(Referring expression data)
--- START ---
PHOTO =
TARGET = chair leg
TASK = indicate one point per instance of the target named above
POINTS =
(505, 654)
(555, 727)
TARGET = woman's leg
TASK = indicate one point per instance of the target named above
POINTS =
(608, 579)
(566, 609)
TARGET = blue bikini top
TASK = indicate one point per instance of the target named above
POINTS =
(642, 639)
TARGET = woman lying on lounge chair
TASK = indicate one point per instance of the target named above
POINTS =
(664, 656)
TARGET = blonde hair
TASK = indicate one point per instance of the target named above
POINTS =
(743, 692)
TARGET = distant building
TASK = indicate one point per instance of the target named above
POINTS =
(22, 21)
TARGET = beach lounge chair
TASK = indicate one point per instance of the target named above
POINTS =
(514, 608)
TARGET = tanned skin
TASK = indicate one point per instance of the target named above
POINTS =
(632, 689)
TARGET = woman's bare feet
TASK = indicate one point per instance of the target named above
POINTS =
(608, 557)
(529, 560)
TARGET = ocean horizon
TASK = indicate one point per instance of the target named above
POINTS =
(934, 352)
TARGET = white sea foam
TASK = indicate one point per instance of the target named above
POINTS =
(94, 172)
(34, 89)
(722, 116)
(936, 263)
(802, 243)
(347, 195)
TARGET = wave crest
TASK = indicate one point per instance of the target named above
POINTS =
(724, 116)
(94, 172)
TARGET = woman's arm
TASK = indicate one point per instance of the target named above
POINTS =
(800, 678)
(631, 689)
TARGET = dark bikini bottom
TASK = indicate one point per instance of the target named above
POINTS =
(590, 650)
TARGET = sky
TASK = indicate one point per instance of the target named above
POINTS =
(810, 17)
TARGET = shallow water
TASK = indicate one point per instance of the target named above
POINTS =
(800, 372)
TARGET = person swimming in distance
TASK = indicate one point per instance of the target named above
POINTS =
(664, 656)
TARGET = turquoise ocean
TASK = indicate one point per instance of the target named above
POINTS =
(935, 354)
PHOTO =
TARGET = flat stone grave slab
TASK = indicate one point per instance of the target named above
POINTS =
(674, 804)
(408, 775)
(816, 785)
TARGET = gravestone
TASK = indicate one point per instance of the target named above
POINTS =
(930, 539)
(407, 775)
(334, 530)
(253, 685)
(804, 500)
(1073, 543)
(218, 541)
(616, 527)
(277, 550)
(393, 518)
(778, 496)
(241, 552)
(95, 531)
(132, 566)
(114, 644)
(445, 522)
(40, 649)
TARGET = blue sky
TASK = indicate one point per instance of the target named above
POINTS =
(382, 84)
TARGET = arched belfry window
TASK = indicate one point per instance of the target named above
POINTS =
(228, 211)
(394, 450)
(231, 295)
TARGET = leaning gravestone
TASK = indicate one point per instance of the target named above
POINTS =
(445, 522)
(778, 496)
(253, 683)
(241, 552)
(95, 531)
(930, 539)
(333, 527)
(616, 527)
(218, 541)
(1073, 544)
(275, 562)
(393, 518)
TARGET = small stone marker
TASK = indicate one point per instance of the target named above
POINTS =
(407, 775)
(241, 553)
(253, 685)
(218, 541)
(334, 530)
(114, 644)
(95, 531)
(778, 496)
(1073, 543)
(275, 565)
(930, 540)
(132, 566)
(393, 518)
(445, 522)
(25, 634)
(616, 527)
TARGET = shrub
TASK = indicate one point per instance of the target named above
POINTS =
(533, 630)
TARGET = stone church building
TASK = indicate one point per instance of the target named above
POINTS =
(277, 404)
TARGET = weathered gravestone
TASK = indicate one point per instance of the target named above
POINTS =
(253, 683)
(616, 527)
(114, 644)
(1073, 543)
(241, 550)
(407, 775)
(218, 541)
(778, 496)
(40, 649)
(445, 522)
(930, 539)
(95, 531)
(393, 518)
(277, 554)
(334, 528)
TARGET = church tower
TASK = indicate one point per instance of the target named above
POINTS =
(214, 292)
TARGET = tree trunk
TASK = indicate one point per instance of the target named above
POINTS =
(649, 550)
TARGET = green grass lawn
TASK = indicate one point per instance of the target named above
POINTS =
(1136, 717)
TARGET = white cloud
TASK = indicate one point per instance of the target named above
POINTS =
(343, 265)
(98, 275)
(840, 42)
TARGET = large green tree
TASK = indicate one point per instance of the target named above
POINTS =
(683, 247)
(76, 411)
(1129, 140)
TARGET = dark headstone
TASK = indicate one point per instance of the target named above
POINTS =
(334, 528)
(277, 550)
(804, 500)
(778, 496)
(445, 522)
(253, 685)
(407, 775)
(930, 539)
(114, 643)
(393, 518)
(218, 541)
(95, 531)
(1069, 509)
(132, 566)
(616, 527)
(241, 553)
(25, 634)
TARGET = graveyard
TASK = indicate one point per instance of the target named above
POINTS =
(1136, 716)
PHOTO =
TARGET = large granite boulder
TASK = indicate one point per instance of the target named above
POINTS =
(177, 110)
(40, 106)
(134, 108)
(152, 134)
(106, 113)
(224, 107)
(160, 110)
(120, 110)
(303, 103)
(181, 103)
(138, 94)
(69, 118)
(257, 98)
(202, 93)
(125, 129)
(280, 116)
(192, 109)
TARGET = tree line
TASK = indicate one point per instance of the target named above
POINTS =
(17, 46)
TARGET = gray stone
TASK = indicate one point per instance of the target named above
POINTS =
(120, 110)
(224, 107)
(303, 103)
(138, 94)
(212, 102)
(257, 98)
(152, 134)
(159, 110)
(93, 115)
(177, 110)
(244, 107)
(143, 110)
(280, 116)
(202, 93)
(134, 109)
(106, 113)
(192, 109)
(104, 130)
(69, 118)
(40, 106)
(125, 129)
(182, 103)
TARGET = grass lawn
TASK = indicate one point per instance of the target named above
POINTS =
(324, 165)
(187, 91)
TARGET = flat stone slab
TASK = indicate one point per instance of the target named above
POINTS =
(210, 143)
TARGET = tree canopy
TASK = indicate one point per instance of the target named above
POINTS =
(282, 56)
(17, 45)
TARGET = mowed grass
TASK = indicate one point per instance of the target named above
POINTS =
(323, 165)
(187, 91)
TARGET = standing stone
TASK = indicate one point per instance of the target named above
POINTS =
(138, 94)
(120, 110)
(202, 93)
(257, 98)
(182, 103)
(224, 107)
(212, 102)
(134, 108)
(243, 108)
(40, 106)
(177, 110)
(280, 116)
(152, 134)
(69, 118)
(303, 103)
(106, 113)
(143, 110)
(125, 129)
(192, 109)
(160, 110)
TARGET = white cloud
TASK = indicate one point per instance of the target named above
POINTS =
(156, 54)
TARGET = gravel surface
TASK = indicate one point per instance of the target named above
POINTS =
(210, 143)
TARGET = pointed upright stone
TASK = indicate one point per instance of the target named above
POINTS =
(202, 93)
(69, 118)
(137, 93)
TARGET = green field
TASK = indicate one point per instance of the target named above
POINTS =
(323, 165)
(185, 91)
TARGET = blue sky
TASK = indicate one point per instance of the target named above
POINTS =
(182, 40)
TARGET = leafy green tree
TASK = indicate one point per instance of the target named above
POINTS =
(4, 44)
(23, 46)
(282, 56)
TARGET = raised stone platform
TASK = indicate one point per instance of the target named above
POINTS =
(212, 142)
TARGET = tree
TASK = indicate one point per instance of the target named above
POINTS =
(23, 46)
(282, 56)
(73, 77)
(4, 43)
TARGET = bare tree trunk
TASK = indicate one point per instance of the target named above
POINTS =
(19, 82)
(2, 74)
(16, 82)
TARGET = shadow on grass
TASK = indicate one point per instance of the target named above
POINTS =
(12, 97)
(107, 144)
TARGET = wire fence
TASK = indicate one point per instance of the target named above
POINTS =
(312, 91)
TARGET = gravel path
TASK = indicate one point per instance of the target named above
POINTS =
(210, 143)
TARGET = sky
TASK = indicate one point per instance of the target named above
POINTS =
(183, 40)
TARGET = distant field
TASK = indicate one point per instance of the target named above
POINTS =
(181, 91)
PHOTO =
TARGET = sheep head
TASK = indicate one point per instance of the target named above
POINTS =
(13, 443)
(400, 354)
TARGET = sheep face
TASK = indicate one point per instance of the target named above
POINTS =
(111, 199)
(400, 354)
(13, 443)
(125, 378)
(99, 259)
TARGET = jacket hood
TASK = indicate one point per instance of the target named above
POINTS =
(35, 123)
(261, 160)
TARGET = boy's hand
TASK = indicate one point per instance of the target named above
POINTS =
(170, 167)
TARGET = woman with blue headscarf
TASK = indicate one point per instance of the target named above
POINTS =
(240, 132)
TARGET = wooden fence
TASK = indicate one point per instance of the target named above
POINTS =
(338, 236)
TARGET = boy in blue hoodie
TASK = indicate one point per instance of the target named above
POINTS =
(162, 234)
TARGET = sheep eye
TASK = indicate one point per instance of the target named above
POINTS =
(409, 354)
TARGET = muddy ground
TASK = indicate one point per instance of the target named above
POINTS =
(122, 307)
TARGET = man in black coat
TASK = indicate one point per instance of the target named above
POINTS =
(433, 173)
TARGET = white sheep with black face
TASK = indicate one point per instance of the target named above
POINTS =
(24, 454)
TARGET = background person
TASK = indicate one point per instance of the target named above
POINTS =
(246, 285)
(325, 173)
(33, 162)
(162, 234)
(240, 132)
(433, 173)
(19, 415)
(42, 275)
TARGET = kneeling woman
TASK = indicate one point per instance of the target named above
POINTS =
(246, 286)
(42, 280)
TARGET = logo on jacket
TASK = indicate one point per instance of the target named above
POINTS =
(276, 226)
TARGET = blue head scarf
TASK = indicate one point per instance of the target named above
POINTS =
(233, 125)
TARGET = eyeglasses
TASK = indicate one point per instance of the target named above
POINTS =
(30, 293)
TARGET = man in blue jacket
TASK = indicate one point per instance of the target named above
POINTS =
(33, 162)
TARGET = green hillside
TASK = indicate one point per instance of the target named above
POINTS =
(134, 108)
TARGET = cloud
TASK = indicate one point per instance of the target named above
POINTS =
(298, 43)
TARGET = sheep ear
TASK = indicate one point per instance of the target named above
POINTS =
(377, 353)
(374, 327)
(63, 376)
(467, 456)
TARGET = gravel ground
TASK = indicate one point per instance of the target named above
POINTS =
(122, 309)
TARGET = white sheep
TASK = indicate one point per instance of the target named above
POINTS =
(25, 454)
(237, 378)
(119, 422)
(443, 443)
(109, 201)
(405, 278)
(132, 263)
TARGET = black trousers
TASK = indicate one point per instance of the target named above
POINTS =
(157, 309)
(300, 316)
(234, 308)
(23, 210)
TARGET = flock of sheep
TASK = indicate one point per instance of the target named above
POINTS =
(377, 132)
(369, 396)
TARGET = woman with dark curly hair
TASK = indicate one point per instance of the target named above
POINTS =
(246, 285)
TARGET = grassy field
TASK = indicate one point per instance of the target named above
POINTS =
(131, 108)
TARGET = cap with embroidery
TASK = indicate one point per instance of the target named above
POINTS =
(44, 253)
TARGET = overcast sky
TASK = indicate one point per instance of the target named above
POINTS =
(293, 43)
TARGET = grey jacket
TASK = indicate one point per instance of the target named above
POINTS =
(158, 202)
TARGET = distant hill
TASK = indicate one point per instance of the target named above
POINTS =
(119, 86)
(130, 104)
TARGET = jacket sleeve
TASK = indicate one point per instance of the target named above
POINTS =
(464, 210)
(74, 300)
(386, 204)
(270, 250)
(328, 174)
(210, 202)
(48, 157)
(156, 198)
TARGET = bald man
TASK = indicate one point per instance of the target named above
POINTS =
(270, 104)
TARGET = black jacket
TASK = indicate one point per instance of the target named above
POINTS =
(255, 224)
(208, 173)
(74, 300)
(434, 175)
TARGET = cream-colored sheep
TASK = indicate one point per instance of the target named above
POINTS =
--- END ---
TASK OBJECTIVE :: Check each line of the data above, and please copy the ones in which the string "gravel" occurs.

RESPONSE TO THIS EXERCISE ::
TARGET = gravel surface
TARGET = gravel path
TARGET = gravel ground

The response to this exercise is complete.